**Problem requirements**.
Please copy out each line of the entries in which "after" appears.

**Extracted entries**.
────────────────

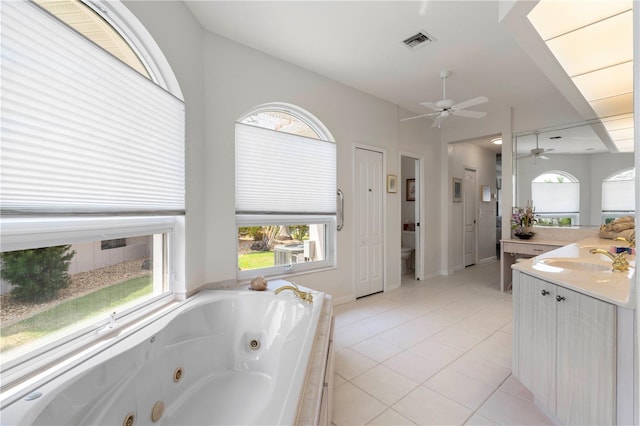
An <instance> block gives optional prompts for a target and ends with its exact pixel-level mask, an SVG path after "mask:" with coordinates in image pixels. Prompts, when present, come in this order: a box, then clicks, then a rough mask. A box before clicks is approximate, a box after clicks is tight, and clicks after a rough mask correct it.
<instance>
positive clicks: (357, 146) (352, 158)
mask: <svg viewBox="0 0 640 426" xmlns="http://www.w3.org/2000/svg"><path fill="white" fill-rule="evenodd" d="M357 149H366V150H367V151H373V152H378V153H380V154H382V182H380V190H381V191H382V196H381V198H382V291H383V292H385V291H387V285H388V283H389V279H388V277H387V272H388V270H389V269H388V268H387V252H388V250H387V197H386V188H387V182H386V176H387V149H386V148H381V147H379V146H373V145H367V144H363V143H359V142H354V143H353V147H352V150H351V195H352V196H353V195H354V194H355V193H356V150H357ZM354 201H355V197H352V201H351V202H352V203H353V202H354ZM357 220H358V218H357V217H356V208H355V206H354V208H352V209H351V223H356V221H357ZM351 241H352V242H353V244H352V245H351V256H352V257H351V258H352V259H353V260H354V261H355V259H356V256H357V255H358V237H357V230H356V227H355V226H353V227H351ZM351 269H352V274H351V285H352V291H353V294H354V295H355V294H356V289H355V285H356V280H357V279H358V277H357V273H358V272H357V270H356V268H351Z"/></svg>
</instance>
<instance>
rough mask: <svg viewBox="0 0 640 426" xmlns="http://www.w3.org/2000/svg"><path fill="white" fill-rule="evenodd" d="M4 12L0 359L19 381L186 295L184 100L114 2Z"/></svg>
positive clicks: (4, 380) (16, 9)
mask: <svg viewBox="0 0 640 426" xmlns="http://www.w3.org/2000/svg"><path fill="white" fill-rule="evenodd" d="M96 5H101V6H100V7H96ZM0 13H1V14H2V15H1V22H2V43H1V49H2V50H1V52H0V54H1V60H0V67H1V72H0V77H1V79H2V80H1V86H2V92H1V94H0V105H1V106H2V114H0V131H1V132H2V144H1V145H0V162H1V167H0V191H1V192H2V197H1V199H0V213H1V216H0V225H1V226H0V246H1V259H2V278H3V281H2V292H3V293H4V294H3V299H2V304H3V306H2V310H3V312H2V313H3V316H2V323H1V325H0V327H2V333H1V336H0V352H1V354H2V357H1V358H2V381H3V383H4V384H10V383H11V381H12V380H14V379H15V380H21V379H22V377H23V376H24V375H25V374H29V373H30V369H31V368H37V367H38V366H39V365H40V364H39V363H38V362H37V361H38V359H39V357H47V359H48V360H49V361H48V362H52V363H53V359H51V358H50V357H58V356H59V357H65V356H67V355H68V354H69V353H70V352H71V351H72V350H74V349H77V348H78V347H79V346H78V345H80V344H90V343H91V342H92V341H93V340H94V339H96V338H100V337H101V334H100V330H101V329H103V328H106V329H108V327H109V326H110V325H113V324H114V323H115V324H118V326H122V325H125V324H127V323H131V322H132V321H135V320H137V319H139V317H140V315H141V312H142V311H143V308H147V307H149V308H150V307H152V306H154V307H155V306H156V305H159V304H165V303H168V302H170V301H171V300H173V298H174V296H173V294H174V290H175V289H176V288H177V287H179V286H183V285H184V284H183V283H180V284H179V285H178V286H177V285H176V283H174V281H173V278H172V277H173V276H174V271H175V269H176V265H177V264H179V263H180V262H183V256H184V255H183V253H181V251H180V250H178V249H176V248H175V247H174V245H173V244H174V242H176V241H181V240H182V239H183V238H184V237H183V236H182V235H181V234H180V232H181V231H180V229H181V227H180V226H177V224H178V223H180V222H183V221H184V210H185V206H184V192H185V191H184V189H185V185H184V103H183V102H182V100H180V98H181V94H180V91H179V88H177V83H176V80H175V76H173V74H172V72H171V70H170V68H168V64H167V63H166V59H164V57H163V56H162V54H161V53H160V52H159V51H158V50H154V49H157V46H156V47H155V48H154V49H151V50H149V49H147V46H146V45H143V44H137V43H135V42H134V40H136V34H134V33H133V32H132V31H133V28H135V29H136V30H137V31H141V32H142V33H140V35H141V36H143V38H145V37H146V38H147V39H150V36H149V35H148V34H143V33H144V28H143V27H142V25H141V24H140V23H139V22H137V20H136V19H135V17H133V15H131V13H130V12H128V11H127V10H126V8H124V7H123V6H122V5H121V4H120V3H118V2H105V3H104V4H102V3H101V2H99V1H92V2H91V6H89V5H88V3H84V2H82V1H78V0H67V1H65V0H62V1H48V0H37V1H35V2H7V3H6V4H3V5H2V8H0ZM116 22H120V23H123V24H125V25H126V24H130V26H127V27H126V28H124V27H122V28H121V27H119V26H117V25H116V24H115V23H116ZM70 23H73V25H69V24H70ZM43 268H44V271H45V272H46V273H42V271H43ZM24 277H29V278H28V279H26V280H25V279H24ZM43 277H46V278H47V279H42V278H43ZM182 291H183V290H182ZM9 294H11V297H9ZM33 302H38V303H45V305H42V306H45V308H44V309H40V306H39V305H34V304H33ZM34 306H36V307H38V309H32V308H33V307H34ZM9 308H11V309H9ZM27 360H28V362H25V361H27ZM16 371H17V373H16ZM7 377H10V379H9V380H8V381H7V380H6V378H7Z"/></svg>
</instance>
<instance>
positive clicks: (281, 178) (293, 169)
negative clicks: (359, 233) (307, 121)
mask: <svg viewBox="0 0 640 426" xmlns="http://www.w3.org/2000/svg"><path fill="white" fill-rule="evenodd" d="M236 213H237V214H293V215H299V214H324V215H335V214H336V145H335V143H333V142H327V141H323V140H319V139H312V138H308V137H304V136H299V135H294V134H289V133H284V132H278V131H274V130H269V129H264V128H259V127H255V126H251V125H247V124H242V123H236Z"/></svg>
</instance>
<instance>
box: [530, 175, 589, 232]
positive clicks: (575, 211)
mask: <svg viewBox="0 0 640 426" xmlns="http://www.w3.org/2000/svg"><path fill="white" fill-rule="evenodd" d="M546 175H555V176H561V177H563V178H565V179H566V181H565V182H545V181H544V180H542V176H546ZM536 184H537V185H545V184H548V185H562V184H577V185H578V186H577V197H578V203H577V206H576V208H577V210H575V211H543V210H540V209H538V207H539V206H538V205H537V203H538V202H537V201H536V200H535V199H533V194H534V192H537V191H535V190H534V188H535V185H536ZM581 190H582V189H581V186H580V181H579V180H578V179H577V178H576V177H575V176H573V175H572V174H570V173H567V172H565V171H563V170H548V171H545V172H542V173H540V174H539V175H538V176H536V177H534V178H533V179H532V180H531V198H532V199H533V203H534V205H536V214H537V215H539V216H540V217H544V218H561V217H571V218H572V221H573V223H572V224H571V226H572V227H573V226H577V225H579V224H580V199H581V196H582V194H581ZM545 193H547V192H546V191H545Z"/></svg>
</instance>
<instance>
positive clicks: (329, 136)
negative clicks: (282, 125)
mask: <svg viewBox="0 0 640 426" xmlns="http://www.w3.org/2000/svg"><path fill="white" fill-rule="evenodd" d="M267 111H280V112H284V113H287V114H289V115H292V116H294V117H296V118H297V119H299V120H300V121H302V122H303V123H305V124H306V125H307V126H309V127H310V128H311V129H312V130H313V131H314V132H316V134H317V135H318V137H319V139H320V140H323V141H329V142H334V143H335V141H336V140H335V139H334V138H333V135H332V134H331V132H330V131H329V129H327V127H326V126H325V125H324V123H323V122H322V121H320V120H319V119H318V118H317V117H316V116H315V115H313V114H311V113H310V112H309V111H307V110H306V109H304V108H301V107H299V106H297V105H294V104H288V103H285V102H268V103H266V104H261V105H258V106H255V107H253V108H251V109H250V110H249V111H248V112H246V113H245V114H242V116H241V117H240V119H238V122H242V121H243V120H244V119H246V118H247V117H249V116H251V115H254V114H258V113H261V112H267Z"/></svg>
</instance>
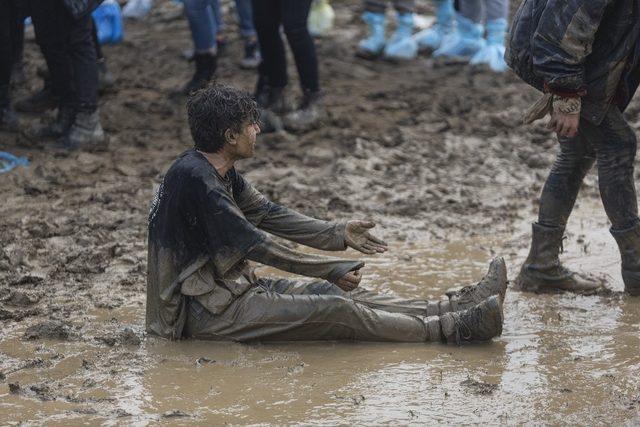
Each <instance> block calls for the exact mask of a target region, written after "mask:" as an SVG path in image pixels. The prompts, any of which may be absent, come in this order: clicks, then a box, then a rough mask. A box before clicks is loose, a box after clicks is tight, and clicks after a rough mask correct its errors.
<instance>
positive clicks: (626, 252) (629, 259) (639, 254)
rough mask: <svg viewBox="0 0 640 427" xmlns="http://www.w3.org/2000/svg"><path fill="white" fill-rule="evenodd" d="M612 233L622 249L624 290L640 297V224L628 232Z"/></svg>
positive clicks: (622, 260)
mask: <svg viewBox="0 0 640 427" xmlns="http://www.w3.org/2000/svg"><path fill="white" fill-rule="evenodd" d="M610 231H611V234H612V235H613V237H614V238H615V239H616V242H617V243H618V248H619V249H620V257H621V258H622V280H623V282H624V290H625V292H627V293H628V294H630V295H634V296H640V223H638V224H636V225H634V226H633V227H631V228H628V229H626V230H619V231H616V230H613V229H611V230H610Z"/></svg>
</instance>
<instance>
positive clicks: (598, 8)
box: [532, 0, 613, 95]
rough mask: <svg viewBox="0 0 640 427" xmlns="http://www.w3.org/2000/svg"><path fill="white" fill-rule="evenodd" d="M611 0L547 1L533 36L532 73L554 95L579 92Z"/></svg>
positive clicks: (571, 93)
mask: <svg viewBox="0 0 640 427" xmlns="http://www.w3.org/2000/svg"><path fill="white" fill-rule="evenodd" d="M612 1H613V0H549V1H548V2H547V5H546V6H545V9H544V11H543V12H542V16H541V18H540V21H539V24H538V28H537V30H536V32H535V33H534V35H533V41H532V55H533V66H534V71H535V73H536V74H537V75H538V76H539V77H541V78H542V79H543V80H544V82H545V86H546V88H547V89H548V90H549V91H550V92H552V93H556V94H568V95H582V94H584V90H585V87H586V82H585V70H584V63H585V59H586V58H587V56H589V54H590V53H591V50H592V46H593V41H594V39H595V35H596V32H597V31H598V28H599V26H600V22H601V21H602V18H603V16H604V14H605V12H606V10H607V6H608V5H609V4H610V3H611V2H612Z"/></svg>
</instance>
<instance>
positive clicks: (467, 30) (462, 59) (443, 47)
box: [433, 0, 485, 61]
mask: <svg viewBox="0 0 640 427" xmlns="http://www.w3.org/2000/svg"><path fill="white" fill-rule="evenodd" d="M482 3H483V2H482V0H464V1H462V2H460V13H458V14H457V16H456V22H457V30H456V36H455V38H452V39H451V42H450V43H446V44H443V45H442V46H441V47H440V48H439V49H437V50H436V51H435V52H434V53H433V55H434V56H436V57H438V56H443V57H453V58H459V59H461V60H465V61H466V60H469V59H471V57H472V56H474V55H475V54H476V53H478V51H480V49H482V48H483V47H484V46H485V40H484V38H483V35H484V26H483V25H482V18H483V15H484V12H483V7H482Z"/></svg>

────────────────

**Final answer**.
An <instance> block gives optional prompts for a target and ends with its exact pixel-level mask, an SVG path after "mask:" with coordinates in image pixels. Prompts, when present, come in this order: a box, then clicks, then a rough mask. A box before clicks is approximate, a box after clicks is tight, and clicks after a rough mask correct it.
Each <instance> block calls for the exact mask of a target region, written after "mask:" as an SVG path in image pixels. The prompts, any of which may be absent, come in this order: clicks, then a box, then a rough mask. A box before clicks is loose, a box after clicks is tight, and clicks after a rough mask correct its errors.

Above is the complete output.